(INSTRUCTIONS TO FOLLOW) Copy every one of the records below word for word, omitting the pictures.

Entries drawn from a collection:
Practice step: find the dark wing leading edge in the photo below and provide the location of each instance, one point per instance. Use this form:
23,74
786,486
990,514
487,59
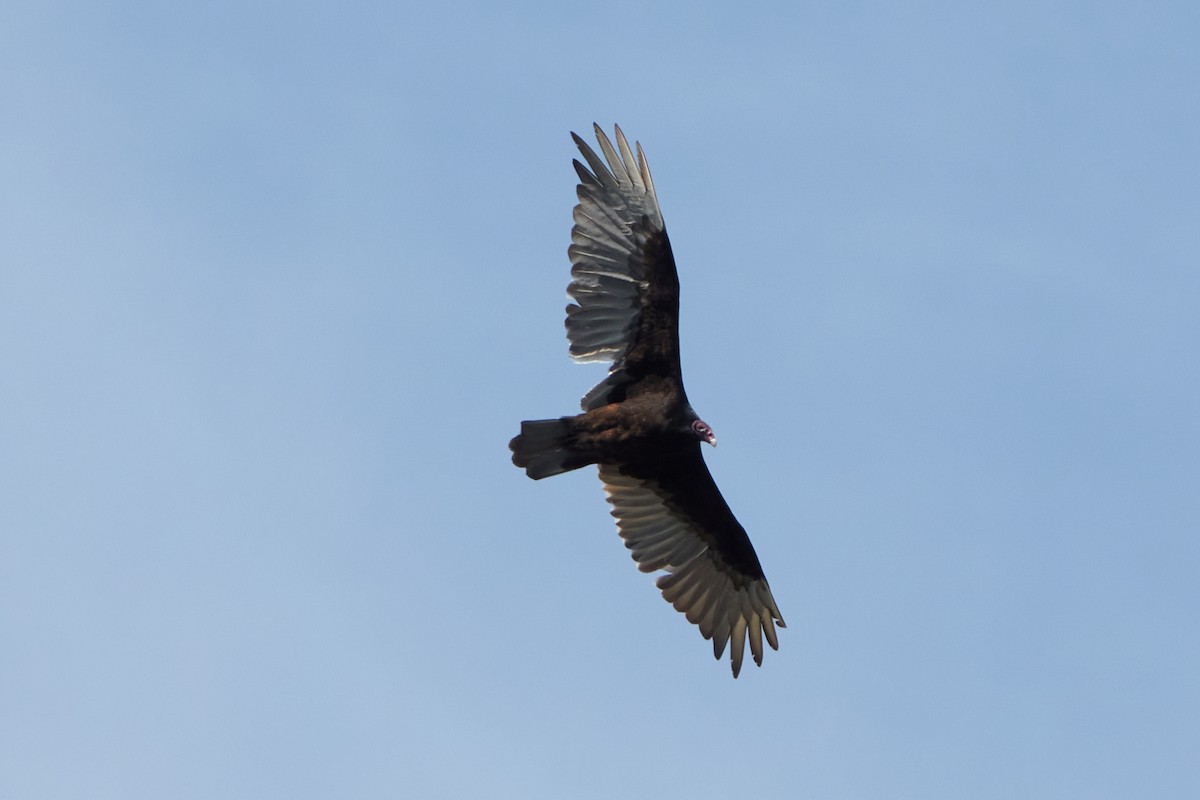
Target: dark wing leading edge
623,275
673,518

(THE SOLUTION)
Practice step: find the dark wing leading edge in the photo below and provide the location of each instance, one point per instance. Use this form:
23,74
786,486
990,514
487,59
Target: dark wing leading edge
623,275
673,518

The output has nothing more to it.